Aim
Pull out every line of the items below that contains the string "Task", matching case exactly.

Source records
-------------------------

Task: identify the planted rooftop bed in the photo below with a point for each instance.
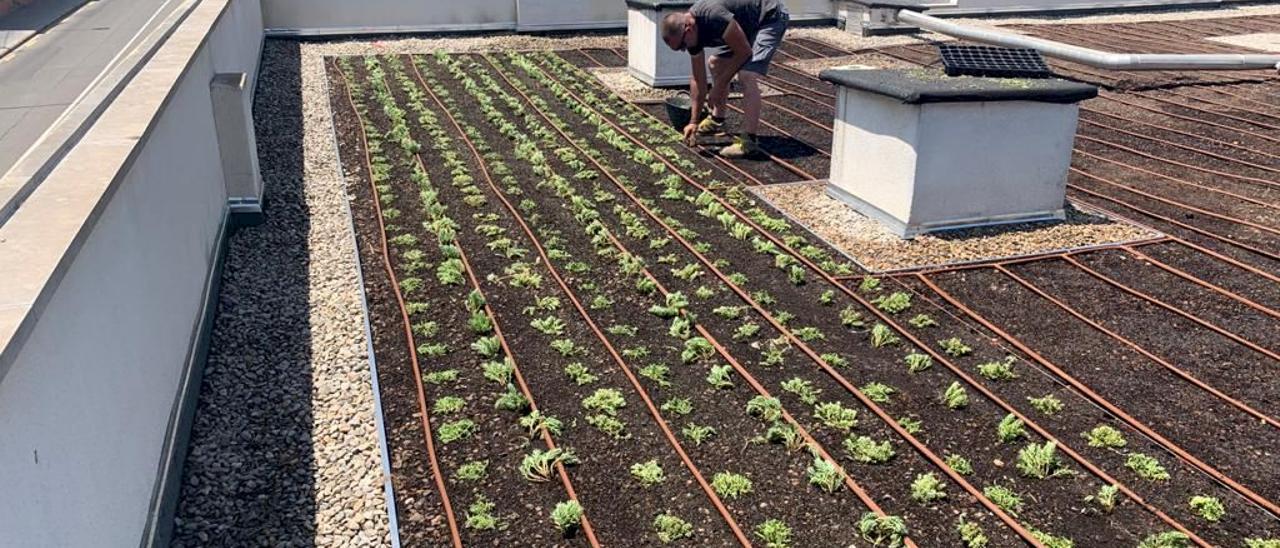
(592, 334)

-------------------------

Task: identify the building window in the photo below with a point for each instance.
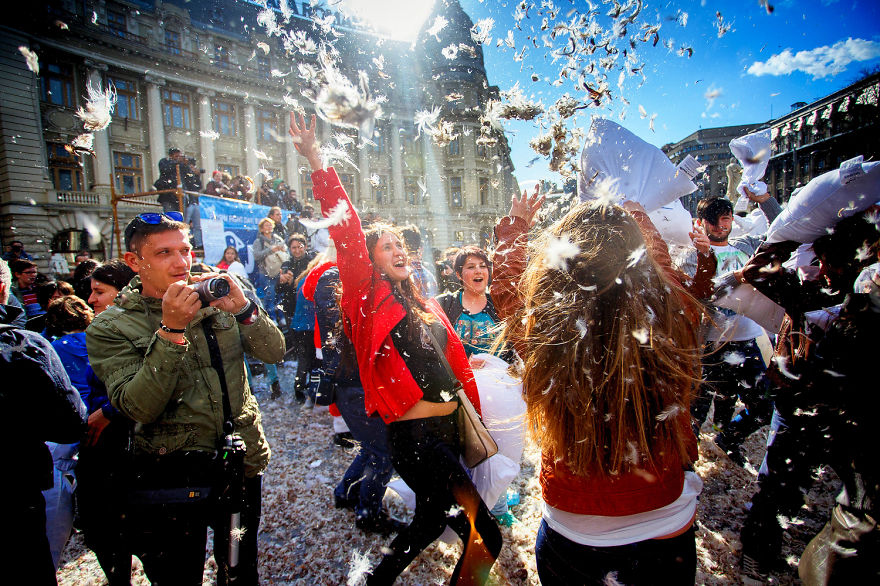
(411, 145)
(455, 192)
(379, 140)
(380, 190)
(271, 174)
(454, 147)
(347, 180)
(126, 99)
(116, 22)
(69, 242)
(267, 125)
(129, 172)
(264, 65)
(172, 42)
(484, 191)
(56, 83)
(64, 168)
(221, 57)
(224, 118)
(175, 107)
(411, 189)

-------------------------

Answer to the exercise
Task: identify the planted rooftop bed in the photo below with a point for each instance.
Task: identify the building window in the photo below with a point for each instance.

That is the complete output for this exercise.